--- RECORDS SUPPLIED Enclosed Below ---
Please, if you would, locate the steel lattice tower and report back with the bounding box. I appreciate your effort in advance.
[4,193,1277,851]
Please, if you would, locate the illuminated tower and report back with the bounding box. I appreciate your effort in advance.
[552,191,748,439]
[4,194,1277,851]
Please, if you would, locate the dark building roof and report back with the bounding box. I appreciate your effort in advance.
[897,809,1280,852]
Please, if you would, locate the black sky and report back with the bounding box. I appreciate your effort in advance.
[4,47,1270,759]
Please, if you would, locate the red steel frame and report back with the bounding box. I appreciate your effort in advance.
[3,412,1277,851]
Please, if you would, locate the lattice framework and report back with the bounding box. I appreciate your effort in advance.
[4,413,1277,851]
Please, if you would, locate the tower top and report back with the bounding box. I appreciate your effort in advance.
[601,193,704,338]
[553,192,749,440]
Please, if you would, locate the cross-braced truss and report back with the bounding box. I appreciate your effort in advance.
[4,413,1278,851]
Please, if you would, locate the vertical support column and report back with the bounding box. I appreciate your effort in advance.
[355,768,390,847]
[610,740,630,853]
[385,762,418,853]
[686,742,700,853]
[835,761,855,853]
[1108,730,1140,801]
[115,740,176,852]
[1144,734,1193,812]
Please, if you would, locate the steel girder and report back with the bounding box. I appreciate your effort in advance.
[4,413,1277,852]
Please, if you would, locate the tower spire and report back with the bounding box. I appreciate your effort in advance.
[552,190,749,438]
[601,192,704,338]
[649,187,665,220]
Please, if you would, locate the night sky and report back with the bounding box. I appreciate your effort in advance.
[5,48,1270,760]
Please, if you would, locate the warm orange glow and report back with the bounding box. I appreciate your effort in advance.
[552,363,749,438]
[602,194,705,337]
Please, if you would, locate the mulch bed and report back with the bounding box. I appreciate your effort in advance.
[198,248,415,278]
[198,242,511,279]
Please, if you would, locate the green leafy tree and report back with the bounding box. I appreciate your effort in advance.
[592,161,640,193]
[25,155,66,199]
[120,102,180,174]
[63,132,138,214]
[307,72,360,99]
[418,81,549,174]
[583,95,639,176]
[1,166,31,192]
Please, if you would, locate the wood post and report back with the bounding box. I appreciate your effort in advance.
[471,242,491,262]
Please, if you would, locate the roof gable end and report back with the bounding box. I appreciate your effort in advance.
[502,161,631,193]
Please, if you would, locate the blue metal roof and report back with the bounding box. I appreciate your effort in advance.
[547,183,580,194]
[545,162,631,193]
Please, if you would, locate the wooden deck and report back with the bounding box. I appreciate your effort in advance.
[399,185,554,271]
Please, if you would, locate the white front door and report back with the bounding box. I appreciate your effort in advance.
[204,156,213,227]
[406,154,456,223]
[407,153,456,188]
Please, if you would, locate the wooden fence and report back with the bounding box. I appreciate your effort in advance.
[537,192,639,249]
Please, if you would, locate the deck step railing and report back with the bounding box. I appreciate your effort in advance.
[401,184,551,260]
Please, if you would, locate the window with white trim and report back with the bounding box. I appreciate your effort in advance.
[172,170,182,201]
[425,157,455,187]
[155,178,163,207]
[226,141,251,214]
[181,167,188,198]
--- End of Enclosed RECORDS SUPPLIED ---
*TASK ITEM*
Exactly the lines from the one with "Please, if you would, locate the wooden deck" through the last line of the listing above must make up your answer.

*EXPECTED ANSWER*
Please, if you would, locate the wooden deck and report back with the bounding box. I appreciate your effort in advance.
[399,185,554,271]
Please, if you would, locate the white front door and report back with the bounding box. I appreciate your effort in advance.
[204,156,213,227]
[406,154,456,223]
[407,153,456,188]
Please, if you would, locate the wooden fence and report back with the bounding box. I appreciate your effort in advance.
[537,192,639,249]
Please, if you would, locate the deck step railing and report back with the bounding box. I appreciate your effort in advance.
[401,184,551,260]
Please, if you would, locate the window with white trim and report back with the bounding box. I appreciate your effort in advance.
[172,170,182,201]
[425,157,455,187]
[155,178,163,207]
[226,141,251,214]
[181,167,188,198]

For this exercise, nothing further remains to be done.